-- Exercise prompt --
Would you retype, word for word, the line with "point: overcast sky" and every line after it through the end of the records below?

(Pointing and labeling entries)
— Begin —
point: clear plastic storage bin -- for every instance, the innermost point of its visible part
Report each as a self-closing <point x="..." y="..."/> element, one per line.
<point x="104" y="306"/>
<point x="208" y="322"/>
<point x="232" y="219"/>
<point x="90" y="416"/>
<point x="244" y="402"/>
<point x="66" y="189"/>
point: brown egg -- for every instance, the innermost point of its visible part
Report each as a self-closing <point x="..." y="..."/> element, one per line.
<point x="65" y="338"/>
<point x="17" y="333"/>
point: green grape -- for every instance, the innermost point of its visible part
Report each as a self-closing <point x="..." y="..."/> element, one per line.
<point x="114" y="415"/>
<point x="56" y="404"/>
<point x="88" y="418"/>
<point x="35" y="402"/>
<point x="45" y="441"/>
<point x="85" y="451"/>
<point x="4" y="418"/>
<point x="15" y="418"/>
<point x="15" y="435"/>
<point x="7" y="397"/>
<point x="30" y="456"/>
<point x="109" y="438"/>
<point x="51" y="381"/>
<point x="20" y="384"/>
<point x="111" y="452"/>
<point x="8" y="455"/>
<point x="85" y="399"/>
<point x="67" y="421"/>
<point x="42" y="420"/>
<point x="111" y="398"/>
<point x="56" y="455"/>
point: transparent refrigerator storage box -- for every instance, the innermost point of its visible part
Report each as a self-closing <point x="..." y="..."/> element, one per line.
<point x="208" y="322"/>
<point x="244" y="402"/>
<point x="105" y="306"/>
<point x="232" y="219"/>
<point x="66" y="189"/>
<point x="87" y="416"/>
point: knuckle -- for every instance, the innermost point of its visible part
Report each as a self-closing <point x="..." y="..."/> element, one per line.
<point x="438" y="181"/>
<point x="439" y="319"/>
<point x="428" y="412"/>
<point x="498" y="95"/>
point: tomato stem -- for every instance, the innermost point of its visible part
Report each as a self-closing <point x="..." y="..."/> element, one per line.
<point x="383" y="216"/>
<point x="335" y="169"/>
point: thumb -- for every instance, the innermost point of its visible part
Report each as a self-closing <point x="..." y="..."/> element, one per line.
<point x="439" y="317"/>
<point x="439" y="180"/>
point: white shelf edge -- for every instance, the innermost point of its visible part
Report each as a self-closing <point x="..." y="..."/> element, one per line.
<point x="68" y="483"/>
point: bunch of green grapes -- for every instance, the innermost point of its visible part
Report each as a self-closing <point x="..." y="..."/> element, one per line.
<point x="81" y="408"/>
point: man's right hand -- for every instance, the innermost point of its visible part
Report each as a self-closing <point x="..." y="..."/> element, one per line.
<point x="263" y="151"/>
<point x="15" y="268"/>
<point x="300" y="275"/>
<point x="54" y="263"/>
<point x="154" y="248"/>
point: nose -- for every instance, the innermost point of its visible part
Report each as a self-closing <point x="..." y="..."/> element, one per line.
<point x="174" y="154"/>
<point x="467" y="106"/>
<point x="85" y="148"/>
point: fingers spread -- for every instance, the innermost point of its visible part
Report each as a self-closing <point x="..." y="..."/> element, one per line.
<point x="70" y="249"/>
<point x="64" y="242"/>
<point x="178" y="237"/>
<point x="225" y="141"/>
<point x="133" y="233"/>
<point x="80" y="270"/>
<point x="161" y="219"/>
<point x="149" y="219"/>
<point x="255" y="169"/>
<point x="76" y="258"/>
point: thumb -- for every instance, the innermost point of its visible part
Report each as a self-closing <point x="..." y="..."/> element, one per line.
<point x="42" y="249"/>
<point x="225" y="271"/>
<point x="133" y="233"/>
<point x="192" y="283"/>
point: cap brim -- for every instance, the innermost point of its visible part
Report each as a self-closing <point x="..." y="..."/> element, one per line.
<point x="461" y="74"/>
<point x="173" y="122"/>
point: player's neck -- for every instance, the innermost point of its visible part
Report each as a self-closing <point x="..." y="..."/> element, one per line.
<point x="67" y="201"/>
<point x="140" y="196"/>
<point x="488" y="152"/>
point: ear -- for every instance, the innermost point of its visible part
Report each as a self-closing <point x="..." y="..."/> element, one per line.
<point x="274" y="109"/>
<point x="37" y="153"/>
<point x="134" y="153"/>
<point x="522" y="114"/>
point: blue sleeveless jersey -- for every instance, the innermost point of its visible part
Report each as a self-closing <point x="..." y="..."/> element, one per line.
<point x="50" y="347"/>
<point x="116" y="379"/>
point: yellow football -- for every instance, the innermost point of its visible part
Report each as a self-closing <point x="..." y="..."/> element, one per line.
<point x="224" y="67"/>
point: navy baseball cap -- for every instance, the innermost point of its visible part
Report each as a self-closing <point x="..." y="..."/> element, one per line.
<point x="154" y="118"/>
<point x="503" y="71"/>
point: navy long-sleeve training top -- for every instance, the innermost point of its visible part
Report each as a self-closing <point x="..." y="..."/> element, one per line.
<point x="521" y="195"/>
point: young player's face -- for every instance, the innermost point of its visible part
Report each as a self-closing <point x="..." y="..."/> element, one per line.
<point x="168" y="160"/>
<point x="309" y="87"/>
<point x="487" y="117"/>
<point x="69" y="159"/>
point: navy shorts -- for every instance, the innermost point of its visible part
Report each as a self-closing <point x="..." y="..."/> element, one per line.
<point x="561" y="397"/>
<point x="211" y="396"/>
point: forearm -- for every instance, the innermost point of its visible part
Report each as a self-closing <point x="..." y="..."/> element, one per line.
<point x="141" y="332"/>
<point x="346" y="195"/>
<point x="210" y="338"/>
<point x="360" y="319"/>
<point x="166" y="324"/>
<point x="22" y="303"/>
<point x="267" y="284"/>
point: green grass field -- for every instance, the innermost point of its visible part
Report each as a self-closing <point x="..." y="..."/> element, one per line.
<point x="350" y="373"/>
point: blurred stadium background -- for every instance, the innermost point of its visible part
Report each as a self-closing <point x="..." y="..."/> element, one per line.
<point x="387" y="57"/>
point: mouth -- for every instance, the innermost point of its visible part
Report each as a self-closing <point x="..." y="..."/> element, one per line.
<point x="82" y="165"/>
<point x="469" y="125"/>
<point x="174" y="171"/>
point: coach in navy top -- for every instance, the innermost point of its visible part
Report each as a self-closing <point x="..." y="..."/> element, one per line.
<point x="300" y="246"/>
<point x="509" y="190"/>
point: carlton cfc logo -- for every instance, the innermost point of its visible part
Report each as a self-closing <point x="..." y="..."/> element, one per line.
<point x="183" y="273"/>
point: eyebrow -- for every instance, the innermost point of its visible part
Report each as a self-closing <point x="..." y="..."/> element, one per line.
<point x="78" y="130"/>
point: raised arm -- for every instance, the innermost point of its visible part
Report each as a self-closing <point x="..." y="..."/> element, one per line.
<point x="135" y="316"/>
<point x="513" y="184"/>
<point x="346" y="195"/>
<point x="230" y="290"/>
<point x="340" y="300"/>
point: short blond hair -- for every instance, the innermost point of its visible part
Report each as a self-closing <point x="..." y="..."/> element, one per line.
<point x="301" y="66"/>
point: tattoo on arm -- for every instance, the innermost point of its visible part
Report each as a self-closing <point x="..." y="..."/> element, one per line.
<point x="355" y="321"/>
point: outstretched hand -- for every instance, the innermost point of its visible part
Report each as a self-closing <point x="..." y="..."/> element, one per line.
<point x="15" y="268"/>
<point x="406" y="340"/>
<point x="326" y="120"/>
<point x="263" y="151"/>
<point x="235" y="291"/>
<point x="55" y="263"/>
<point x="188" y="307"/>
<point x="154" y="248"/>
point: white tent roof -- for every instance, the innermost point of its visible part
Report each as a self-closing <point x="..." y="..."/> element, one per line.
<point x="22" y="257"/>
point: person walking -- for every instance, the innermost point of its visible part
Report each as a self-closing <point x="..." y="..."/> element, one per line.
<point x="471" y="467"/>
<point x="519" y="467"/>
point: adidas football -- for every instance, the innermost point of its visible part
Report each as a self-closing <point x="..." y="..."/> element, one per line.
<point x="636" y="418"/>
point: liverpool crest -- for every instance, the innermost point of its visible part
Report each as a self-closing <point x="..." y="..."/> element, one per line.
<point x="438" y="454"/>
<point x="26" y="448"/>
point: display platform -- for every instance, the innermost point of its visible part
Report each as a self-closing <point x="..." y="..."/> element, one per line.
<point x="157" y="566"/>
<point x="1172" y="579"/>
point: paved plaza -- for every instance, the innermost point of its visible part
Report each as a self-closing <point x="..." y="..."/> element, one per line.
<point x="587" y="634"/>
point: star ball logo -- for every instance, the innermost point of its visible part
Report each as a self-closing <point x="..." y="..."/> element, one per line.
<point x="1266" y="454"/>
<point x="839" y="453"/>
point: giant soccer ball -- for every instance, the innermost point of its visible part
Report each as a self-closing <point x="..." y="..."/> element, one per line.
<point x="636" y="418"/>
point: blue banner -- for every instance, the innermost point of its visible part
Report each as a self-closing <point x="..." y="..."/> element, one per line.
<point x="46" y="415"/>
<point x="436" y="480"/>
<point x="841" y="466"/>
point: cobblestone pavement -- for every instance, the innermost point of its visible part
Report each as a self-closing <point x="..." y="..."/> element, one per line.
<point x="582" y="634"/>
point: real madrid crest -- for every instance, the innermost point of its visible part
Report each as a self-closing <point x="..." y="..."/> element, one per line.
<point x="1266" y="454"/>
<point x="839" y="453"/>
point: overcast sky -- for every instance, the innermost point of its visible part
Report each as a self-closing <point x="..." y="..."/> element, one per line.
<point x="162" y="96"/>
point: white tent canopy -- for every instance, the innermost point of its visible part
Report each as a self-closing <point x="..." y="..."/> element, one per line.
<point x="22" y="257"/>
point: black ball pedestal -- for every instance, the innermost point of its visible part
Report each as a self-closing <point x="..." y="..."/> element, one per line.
— End —
-- Exercise output --
point: overcast sky -- for every instance, the innermost point of its visible part
Report each as a self-closing <point x="..." y="..."/> element, one per line.
<point x="162" y="96"/>
point: white tent canopy -- for every instance, the innermost point of its visible part
Report each as a self-closing <point x="..." y="..."/> element, one per line.
<point x="22" y="257"/>
point: black ball pedestal -- for every instance, the innermost point of its visible part
Report each as a self-closing <point x="..." y="..."/> element, one per line.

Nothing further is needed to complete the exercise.